Exercise details
Provide only the number of lines in the data below that contain the string "trailer".

Records from a collection:
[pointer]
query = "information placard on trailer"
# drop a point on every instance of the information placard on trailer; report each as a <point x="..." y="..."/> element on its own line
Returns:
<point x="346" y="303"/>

The completed task
2